Excerpted passage
TSA to launch 3-D tech that will make going through security a walk in the park

Stacey Lastoe, CNNUpdated 29th March 2019
MIAMI, FL - OCTOBER 24:  Travelers use the automated screening lanes funded by American Airlines and installed by the Transportation Security Administration
at Miami International Airport on October 24, 2017 in Miami, Florida. The automated checkpoint technology, which is now in use at 11 airports across the country, is said by officials with the Transportation Security Administration to enhance security efficiency as well as decrease the amount of time spent in the security screening process.  (Photo by Joe Raedle/Getty Images)
(CNN) — For travelers waiting in a Transportation Security Administration security line at a US airport, there might as well be a record playing on repeat: "Laptops and tablets out of your bags. Remove all liquids and place them in the bin."
Dutiful travelers wait their turn, and upon making it to the other side, scramble to collect their disheveled belongings and put everything back in its rightful place. That is, if their actual carry-on hasn't gotten flagged for search beyond the computer's screen.
Soon, though, these inevitable travel annoyances may become folklore. (Remember when your loved ones kissed you goodbye at your gate? Neither do I.)
Waiting on the security line is typically not cited as a favorite part of one's travel experience.

(Point-per-instance localization data)
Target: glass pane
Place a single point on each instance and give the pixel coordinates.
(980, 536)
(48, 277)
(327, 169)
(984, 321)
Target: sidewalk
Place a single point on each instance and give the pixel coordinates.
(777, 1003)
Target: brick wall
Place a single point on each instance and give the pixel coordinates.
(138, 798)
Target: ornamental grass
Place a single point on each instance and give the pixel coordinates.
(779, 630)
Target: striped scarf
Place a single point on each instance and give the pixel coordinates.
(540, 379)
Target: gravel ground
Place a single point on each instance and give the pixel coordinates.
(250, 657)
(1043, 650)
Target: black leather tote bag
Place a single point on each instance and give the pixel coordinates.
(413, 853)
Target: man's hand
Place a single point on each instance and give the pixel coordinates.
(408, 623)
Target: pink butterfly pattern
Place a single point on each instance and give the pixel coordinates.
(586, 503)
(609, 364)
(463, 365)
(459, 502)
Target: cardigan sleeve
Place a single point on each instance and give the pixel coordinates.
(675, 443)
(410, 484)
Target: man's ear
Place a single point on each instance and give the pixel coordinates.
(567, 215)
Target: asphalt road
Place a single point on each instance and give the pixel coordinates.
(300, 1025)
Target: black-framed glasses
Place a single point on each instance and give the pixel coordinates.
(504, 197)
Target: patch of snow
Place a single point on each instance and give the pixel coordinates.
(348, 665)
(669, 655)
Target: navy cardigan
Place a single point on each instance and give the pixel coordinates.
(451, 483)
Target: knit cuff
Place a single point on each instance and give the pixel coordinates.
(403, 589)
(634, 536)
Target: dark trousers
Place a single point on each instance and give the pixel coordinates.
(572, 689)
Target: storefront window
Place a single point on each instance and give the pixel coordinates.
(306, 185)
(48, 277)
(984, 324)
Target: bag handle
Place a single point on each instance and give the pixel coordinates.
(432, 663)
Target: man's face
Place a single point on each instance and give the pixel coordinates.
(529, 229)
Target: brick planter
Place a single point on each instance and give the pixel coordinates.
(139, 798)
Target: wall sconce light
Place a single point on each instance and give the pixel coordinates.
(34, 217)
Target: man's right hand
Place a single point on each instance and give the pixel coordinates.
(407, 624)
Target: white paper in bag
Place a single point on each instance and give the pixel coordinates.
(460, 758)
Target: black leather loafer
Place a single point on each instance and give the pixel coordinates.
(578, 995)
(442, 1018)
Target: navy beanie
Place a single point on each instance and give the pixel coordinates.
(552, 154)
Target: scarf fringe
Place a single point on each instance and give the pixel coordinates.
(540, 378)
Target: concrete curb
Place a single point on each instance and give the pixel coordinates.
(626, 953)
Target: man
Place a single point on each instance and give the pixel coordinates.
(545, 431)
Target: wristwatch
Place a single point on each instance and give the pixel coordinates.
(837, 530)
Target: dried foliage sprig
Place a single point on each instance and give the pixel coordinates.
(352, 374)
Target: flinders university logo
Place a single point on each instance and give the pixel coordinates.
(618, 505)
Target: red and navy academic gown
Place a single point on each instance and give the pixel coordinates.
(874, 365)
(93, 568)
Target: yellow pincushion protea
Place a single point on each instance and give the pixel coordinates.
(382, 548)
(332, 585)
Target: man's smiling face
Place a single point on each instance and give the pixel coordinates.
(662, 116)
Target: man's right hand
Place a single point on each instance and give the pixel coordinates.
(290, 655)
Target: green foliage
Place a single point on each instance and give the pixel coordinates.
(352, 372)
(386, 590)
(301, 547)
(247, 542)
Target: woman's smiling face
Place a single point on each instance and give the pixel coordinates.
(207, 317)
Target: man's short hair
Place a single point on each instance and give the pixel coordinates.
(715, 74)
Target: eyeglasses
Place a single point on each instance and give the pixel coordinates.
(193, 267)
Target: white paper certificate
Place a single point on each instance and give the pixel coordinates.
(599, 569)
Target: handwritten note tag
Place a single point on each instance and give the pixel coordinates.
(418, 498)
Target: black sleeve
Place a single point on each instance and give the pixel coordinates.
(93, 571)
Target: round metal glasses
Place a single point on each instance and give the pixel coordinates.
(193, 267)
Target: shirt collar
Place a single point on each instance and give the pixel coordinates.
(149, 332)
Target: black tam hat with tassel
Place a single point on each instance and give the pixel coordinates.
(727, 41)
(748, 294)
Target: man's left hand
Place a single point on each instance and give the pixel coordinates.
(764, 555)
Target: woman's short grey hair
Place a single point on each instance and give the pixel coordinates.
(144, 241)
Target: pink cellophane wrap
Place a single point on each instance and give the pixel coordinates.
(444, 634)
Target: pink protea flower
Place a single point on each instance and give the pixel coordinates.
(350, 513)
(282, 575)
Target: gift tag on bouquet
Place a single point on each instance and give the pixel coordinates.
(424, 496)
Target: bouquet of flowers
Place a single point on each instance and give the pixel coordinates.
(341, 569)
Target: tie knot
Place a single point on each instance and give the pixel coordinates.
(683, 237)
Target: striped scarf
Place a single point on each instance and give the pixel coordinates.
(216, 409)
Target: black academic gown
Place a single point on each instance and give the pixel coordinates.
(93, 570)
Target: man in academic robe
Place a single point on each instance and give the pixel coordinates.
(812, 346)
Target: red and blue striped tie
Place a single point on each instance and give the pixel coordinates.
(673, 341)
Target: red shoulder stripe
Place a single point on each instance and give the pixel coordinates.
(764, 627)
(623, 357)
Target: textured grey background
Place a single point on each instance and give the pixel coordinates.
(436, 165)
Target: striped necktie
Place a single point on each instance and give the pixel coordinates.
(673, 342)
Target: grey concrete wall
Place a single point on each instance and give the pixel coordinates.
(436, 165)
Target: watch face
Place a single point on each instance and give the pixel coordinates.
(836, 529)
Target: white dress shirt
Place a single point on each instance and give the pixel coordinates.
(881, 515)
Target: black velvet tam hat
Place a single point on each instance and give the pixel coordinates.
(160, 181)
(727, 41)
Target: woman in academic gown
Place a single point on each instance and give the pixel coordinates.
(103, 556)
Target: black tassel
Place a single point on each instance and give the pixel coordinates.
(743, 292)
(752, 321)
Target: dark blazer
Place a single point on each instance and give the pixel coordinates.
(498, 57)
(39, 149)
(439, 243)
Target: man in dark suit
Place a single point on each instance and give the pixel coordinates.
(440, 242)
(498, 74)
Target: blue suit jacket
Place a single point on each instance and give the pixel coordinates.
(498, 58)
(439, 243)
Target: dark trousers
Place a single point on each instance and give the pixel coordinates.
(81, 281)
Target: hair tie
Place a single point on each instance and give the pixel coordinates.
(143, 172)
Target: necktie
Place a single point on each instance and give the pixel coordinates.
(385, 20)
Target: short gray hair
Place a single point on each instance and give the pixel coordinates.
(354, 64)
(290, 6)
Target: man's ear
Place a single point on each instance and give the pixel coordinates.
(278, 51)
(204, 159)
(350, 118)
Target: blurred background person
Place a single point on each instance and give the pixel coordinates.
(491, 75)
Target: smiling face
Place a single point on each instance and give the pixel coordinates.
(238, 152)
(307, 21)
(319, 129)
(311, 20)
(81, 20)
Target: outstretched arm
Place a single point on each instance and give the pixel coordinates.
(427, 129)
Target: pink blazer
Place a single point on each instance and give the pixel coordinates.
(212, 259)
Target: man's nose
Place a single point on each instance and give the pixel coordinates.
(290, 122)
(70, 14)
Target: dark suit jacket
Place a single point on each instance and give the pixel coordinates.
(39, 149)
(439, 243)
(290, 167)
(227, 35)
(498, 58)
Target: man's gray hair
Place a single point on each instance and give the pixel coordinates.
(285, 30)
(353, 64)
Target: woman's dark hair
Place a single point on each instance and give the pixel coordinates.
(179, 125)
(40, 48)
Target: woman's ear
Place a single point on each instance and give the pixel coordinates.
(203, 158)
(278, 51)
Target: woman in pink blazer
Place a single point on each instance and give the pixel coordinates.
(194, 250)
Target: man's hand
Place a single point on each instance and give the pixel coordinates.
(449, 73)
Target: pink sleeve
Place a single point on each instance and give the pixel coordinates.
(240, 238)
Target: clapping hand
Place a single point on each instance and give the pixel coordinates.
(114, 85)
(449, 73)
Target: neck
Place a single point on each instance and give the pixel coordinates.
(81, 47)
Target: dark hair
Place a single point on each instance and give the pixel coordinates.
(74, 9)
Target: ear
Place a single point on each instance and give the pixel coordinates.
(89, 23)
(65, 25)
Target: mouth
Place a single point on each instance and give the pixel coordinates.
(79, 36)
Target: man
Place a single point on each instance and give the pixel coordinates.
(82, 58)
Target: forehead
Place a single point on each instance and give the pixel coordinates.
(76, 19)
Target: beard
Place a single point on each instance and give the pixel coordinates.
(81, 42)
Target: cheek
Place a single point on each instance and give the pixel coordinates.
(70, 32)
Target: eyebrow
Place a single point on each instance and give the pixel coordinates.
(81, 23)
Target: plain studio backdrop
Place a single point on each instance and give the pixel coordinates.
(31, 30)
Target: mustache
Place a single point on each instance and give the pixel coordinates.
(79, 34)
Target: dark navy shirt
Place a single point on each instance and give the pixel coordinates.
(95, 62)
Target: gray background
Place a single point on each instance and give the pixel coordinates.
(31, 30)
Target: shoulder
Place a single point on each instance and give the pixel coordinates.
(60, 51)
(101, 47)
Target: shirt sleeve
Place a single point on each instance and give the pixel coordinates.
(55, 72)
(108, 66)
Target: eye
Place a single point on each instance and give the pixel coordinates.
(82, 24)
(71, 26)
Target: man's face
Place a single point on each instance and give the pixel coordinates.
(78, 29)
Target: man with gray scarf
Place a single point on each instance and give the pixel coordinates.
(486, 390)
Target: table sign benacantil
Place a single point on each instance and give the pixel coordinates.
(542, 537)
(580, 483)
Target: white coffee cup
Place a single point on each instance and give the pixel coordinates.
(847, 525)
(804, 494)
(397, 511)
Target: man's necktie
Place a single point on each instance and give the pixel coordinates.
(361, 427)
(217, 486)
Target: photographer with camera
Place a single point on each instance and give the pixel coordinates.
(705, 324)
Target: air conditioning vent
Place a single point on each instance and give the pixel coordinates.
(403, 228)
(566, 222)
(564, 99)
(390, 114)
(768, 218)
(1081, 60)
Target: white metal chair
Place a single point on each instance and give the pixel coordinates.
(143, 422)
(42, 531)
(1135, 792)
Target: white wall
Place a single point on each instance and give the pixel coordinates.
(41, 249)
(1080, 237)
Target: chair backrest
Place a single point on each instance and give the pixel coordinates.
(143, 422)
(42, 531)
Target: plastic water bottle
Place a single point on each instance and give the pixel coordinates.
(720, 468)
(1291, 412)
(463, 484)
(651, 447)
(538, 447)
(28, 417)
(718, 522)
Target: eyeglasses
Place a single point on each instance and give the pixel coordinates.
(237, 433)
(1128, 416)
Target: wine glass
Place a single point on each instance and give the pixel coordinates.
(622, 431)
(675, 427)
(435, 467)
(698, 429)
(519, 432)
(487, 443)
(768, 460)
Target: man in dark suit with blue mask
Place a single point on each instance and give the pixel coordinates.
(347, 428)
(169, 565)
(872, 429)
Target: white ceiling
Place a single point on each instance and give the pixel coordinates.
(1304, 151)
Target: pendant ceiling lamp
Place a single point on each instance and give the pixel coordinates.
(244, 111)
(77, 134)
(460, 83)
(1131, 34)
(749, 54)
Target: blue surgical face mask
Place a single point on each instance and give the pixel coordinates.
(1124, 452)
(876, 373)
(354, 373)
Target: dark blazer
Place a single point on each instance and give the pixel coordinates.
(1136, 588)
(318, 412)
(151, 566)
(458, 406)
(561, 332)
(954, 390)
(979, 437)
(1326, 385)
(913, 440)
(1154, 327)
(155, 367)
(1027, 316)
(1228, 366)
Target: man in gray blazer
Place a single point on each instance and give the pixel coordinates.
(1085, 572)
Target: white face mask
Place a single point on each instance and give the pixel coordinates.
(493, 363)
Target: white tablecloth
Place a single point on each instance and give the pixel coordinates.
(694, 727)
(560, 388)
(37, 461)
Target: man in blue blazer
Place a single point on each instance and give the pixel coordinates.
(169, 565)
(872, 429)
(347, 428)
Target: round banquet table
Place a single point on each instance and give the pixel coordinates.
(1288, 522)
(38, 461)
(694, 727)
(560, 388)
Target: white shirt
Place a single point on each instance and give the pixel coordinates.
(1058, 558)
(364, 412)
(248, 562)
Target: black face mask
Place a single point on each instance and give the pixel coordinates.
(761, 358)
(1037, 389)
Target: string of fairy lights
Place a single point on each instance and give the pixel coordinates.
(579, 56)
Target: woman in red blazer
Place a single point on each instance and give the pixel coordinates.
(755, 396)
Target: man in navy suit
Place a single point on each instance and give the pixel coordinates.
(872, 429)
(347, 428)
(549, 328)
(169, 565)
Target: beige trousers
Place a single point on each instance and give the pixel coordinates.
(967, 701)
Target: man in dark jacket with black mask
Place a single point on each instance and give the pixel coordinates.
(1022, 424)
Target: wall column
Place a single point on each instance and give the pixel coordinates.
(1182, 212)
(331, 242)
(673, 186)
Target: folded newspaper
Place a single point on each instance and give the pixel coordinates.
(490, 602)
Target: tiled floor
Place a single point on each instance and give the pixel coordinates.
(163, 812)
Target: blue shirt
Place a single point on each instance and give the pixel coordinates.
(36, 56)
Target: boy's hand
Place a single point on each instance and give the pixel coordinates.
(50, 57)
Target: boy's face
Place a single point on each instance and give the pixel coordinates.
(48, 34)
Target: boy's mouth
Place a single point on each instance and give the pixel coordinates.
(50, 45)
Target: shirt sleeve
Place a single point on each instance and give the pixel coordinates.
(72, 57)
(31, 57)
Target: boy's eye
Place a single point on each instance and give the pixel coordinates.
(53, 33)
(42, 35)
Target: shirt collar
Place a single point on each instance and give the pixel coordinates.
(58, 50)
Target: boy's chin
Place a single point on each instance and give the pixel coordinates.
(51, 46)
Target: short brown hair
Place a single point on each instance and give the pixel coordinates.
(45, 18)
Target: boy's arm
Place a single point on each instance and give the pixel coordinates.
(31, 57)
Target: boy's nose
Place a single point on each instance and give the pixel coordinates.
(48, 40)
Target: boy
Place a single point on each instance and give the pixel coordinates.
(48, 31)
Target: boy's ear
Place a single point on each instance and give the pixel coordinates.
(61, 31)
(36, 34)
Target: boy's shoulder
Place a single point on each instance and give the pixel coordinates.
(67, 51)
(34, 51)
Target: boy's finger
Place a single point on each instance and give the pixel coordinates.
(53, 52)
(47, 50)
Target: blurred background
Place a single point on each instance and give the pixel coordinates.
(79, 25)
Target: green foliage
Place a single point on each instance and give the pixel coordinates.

Complete the following
1. Extract the passage of the TSA screening article word for word, everything from "(CNN) — For" down to "one's travel experience.".
2. List every company named in the TSA screening article.

Outputs by task
1.
(CNN) — For travelers waiting in a Transportation Security Administration security line at a US airport, there might as well be a record playing on repeat: "Laptops and tablets out of your bags. Remove all liquids and place them in the bin."
Dutiful travelers wait their turn, and upon making it to the other side, scramble to collect their disheveled belongings and put everything back in its rightful place. That is, if their actual carry-on hasn't gotten flagged for search beyond the computer's screen.
Soon, though, these inevitable travel annoyances may become folklore. (Remember when your loved ones kissed you goodbye at your gate? Neither do I.)
Waiting on the security line is typically not cited as a favorite part of one's travel experience.

2.
American Airlines
CNN
Getty Images